ACTIONS TO TAKE:
1: According to the text on famine in Gaza, how many malnutrition cases have been recorded in a single hospital?
2: Rewrite the text on famine in Gaza from the words "Nournews : Reports" through "segments of society.", changing "elderly" to "aged".
3: Continue the text on famine in Gaza after its final sentence.

EXCERPTED TEXT:
Nournews : Reports from Al-Shifa Hospital and the Gaza Health Ministry show that more than 800 cases of malnutrition have been recorded in just one hospital, with dozens of patients at immediate risk of death. One-third of newborns weigh less than 2.5 kilograms, and pregnant women are suffering from severe anemia. Children, the elderly, and patients with kidney or heart conditions are trapped in a cycle of illness and weakness due to the absence of food and essential medicine. Nurses and doctors, themselves malnourished, have become “silent patients.” This reality demonstrates that famine in Gaza is not limited to statistics, but a sweeping tragedy threatening all segments of society.
UN Confirmation: Acknowledging a Deliberate Crime
The official declaration of famine in Gaza by the International Famine Early-Warning Committee (IPC) marks a historic and painful moment. According to the body’s strict criteria, famine is declared only when 20% of households face extreme food shortages, 30% of children suffer from acute malnutrition, and the daily death rate exceeds two per 10,000 people. The simultaneous fulfillment of all three criteria in Gaza shows that the crisis is not a natural consequence of war but the direct outcome of an engineered policy of “forced starvation.” The UN Secretary-General described the catastrophe as the product of the Israeli regime’s actions, calling it “a moral indictment of the occupier and a failure for humanity.”

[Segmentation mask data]
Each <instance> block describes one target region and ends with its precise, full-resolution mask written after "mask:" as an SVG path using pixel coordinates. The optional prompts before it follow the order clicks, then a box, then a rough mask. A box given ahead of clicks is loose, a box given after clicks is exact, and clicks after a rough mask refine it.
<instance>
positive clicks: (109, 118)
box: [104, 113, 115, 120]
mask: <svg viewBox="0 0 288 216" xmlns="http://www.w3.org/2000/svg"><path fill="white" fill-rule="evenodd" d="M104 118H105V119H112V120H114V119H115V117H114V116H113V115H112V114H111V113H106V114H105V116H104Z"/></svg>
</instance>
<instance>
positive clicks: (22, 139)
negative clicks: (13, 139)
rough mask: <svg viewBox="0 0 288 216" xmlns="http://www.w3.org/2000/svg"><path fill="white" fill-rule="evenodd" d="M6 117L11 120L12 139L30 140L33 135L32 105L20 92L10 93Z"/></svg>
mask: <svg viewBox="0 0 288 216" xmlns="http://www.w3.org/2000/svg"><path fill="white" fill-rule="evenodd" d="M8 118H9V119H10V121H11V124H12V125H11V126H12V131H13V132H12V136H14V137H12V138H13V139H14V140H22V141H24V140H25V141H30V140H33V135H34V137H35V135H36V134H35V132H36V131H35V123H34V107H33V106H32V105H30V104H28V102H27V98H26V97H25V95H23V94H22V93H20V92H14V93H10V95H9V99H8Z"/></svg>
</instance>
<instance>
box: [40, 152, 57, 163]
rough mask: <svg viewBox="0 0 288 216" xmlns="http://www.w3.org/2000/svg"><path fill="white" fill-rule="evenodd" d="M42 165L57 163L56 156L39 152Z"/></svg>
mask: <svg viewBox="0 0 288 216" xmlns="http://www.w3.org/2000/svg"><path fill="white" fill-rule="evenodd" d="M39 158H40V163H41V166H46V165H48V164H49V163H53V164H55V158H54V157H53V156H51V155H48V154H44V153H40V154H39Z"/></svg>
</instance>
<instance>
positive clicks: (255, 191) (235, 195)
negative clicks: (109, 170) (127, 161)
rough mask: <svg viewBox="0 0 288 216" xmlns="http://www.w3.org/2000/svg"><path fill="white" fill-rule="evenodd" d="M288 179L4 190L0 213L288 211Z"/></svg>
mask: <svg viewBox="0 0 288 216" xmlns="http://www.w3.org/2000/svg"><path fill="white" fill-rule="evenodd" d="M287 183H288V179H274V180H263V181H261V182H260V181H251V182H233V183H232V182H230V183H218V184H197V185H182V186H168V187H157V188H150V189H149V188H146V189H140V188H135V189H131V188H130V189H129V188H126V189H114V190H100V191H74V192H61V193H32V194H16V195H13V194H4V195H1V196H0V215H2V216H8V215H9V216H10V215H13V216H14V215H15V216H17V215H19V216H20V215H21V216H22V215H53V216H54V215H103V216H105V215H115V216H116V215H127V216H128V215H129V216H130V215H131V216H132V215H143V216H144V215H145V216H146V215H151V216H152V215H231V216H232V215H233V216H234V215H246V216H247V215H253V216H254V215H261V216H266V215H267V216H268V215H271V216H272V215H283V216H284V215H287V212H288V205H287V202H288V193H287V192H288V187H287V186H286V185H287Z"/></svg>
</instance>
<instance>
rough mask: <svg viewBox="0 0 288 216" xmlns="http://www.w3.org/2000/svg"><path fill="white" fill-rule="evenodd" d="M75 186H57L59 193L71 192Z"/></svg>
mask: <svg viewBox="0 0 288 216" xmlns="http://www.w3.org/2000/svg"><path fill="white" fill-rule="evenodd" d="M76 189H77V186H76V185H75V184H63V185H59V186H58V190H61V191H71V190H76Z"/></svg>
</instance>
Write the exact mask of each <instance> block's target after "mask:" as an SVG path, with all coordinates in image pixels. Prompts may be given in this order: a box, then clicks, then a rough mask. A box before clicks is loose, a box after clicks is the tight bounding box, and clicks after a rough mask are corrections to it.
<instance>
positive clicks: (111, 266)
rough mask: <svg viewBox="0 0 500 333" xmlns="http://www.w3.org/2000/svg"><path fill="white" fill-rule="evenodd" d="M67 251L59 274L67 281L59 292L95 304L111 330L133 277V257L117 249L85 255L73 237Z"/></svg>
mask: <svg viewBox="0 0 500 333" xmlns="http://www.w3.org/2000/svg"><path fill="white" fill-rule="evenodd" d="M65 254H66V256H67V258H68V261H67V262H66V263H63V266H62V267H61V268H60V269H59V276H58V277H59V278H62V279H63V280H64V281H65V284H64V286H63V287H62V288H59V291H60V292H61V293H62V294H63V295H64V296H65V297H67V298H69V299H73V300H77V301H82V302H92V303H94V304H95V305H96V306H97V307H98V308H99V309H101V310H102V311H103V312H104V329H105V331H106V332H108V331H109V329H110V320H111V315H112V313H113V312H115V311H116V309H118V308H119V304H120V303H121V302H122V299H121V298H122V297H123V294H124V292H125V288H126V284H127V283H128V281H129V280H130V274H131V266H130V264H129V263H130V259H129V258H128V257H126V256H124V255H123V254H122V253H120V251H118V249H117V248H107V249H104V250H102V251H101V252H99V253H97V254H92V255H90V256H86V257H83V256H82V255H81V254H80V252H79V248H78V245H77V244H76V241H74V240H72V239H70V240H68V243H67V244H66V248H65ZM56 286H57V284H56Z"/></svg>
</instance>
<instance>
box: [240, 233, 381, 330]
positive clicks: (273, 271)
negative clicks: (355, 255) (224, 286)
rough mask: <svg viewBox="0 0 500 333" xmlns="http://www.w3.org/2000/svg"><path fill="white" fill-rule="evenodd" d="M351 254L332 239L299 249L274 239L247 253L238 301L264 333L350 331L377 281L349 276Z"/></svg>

EXERCISE ANSWERS:
1: More than 800.

2:
Nournews : Reports from Al-Shifa Hospital and the Gaza Health Ministry show that more than 800 cases of malnutrition have been recorded in just one hospital, with dozens of patients at immediate risk of death. One-third of newborns weigh less than 2.5 kilograms, and pregnant women are suffering from severe anemia. Children, the aged, and patients with kidney or heart conditions are trapped in a cycle of illness and weakness due to the absence of food and essential medicine. Nurses and doctors, themselves malnourished, have become “silent patients.” This reality demonstrates that famine in Gaza is not limited to statistics, but a sweeping tragedy threatening all segments of society.

3:
Hunger as a Policy: The Silent Weapon of Genocide
From the very first days of the war, Israeli officials openly declared that “no food or water will be allowed for the people of Gaza.” This policy has since translated into the closure of border crossings, obstruction of aid deliveries, and even the bombing of food distribution centers. Human rights sources report that the so-called “Gaza Humanitarian Center,” claimed by Israel to be for aid, turned into a death trap where thousands of Palestinians were killed while trying to obtain food. These actions demonstrate that the Israeli regime is not treating famine as a side effect of war but as a deliberate weapon of warfare and social destruction—one that acts slowly, yet broadly and devastatingly.
The Responsibility of the International Community: From Condemnation to Action
Today, nearly all international organizations—from the Organization of Islamic Cooperation to the World Health Organization and Oxfam—have described Gaza’s famine as an organized crime. Warehouses full of aid stand in Egypt and Jordan, but the occupying regime blocks their entry. Despite this rare consensus, no serious practical step has yet been taken to open crossings, impose effective pressure, or enforce real sanctions against Tel Aviv. If the international community fails to respond effectively to this manufactured famine, it will amount to the formal acceptance of “hunger as a weapon of war” in the international order—a dangerous precedent that could one day be used against any other nation.